**MATERIALS PROVIDED:**
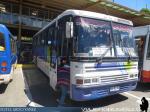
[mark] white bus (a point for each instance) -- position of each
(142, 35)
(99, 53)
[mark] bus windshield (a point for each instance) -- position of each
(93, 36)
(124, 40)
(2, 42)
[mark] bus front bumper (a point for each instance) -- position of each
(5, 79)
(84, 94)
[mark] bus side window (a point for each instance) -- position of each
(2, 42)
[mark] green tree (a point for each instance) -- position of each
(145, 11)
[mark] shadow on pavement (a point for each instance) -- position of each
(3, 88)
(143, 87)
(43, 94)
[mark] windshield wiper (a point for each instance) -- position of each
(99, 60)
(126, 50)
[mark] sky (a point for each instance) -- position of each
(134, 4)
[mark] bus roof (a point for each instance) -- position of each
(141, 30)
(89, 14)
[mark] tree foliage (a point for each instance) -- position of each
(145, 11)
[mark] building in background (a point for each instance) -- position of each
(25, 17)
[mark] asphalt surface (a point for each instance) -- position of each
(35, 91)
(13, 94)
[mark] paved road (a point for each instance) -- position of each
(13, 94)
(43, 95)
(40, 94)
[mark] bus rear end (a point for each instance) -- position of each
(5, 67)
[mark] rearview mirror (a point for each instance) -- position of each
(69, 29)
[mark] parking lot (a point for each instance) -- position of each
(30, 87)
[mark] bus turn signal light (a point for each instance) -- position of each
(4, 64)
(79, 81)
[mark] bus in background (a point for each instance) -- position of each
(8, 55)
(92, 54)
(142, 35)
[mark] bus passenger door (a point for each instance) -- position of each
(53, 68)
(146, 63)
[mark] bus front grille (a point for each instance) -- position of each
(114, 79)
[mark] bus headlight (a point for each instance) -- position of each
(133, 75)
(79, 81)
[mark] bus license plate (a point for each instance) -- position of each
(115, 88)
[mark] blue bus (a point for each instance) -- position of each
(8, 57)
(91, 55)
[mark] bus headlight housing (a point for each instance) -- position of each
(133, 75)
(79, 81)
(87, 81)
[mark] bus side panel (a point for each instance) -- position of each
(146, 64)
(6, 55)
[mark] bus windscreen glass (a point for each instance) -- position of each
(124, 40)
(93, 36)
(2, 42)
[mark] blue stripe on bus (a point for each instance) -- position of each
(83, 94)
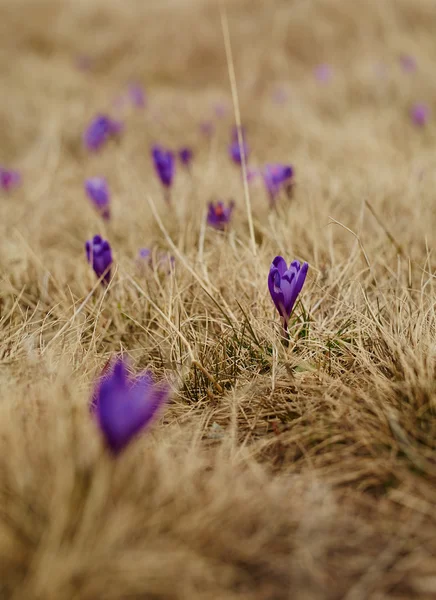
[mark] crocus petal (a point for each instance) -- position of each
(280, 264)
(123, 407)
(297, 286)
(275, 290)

--

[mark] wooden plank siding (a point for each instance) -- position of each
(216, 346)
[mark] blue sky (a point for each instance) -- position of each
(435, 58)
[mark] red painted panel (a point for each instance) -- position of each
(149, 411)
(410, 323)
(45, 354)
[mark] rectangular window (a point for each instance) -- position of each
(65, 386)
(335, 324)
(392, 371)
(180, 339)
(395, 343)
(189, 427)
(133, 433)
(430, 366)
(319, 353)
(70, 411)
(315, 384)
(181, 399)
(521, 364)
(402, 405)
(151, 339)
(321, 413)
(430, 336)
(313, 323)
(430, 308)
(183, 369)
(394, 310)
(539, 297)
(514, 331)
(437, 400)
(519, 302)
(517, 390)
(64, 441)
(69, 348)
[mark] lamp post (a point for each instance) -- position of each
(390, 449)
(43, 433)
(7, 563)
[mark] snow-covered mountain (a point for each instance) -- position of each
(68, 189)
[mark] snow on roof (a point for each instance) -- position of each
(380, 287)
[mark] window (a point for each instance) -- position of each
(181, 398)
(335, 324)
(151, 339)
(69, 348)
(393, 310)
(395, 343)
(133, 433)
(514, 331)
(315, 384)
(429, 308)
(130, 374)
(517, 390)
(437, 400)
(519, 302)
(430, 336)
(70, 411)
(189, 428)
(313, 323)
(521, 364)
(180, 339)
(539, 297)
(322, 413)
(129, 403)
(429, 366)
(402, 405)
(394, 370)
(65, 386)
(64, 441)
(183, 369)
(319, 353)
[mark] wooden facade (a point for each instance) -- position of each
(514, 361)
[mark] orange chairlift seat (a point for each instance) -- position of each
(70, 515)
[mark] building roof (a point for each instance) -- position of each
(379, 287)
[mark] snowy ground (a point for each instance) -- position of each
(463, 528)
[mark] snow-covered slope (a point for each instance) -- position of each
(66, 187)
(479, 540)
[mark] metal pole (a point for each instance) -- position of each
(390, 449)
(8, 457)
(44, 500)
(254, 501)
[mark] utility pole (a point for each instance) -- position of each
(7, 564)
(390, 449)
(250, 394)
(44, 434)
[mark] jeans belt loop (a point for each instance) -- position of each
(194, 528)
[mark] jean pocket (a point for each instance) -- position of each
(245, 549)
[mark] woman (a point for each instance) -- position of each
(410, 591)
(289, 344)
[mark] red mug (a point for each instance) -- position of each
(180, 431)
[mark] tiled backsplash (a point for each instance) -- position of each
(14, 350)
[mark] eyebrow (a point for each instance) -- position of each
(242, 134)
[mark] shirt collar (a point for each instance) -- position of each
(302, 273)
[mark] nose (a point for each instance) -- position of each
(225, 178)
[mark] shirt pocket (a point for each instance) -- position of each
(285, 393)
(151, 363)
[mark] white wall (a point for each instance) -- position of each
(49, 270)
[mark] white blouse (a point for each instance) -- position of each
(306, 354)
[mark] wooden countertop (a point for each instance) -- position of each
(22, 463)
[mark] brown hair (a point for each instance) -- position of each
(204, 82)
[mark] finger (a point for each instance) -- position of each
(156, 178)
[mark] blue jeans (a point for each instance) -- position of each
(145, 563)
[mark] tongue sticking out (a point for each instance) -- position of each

**TASK INSTRUCTIONS:**
Working from the data above, extract solely the lines from the one containing "[mark] eyebrow (a" through the one containing "[mark] tongue sticking", exactly as they appear, both included.

**SOLUTION TO THIS TASK:**
[mark] eyebrow (a point for each instance) -- position of each
(242, 134)
[mark] shirt collar (a point for each instance) -- position of each
(302, 273)
[mark] nose (a point for each instance) -- position of each
(225, 178)
[mark] shirt pocket (a point for each instance) -- position of each
(285, 393)
(151, 363)
[mark] white wall (a point for each instance) -- position of each
(49, 270)
[mark] white blouse (a point for each instance) -- position of each
(306, 354)
[mark] wooden countertop (a point for each instance) -- position of each
(22, 463)
[mark] brown hair (a point for each instance) -- position of each
(204, 82)
[mark] finger (a point for each instance) -- position of each
(156, 178)
[mark] blue jeans (a point for each instance) -- position of each
(145, 563)
[mark] tongue sticking out (a point for each instance) -- position of each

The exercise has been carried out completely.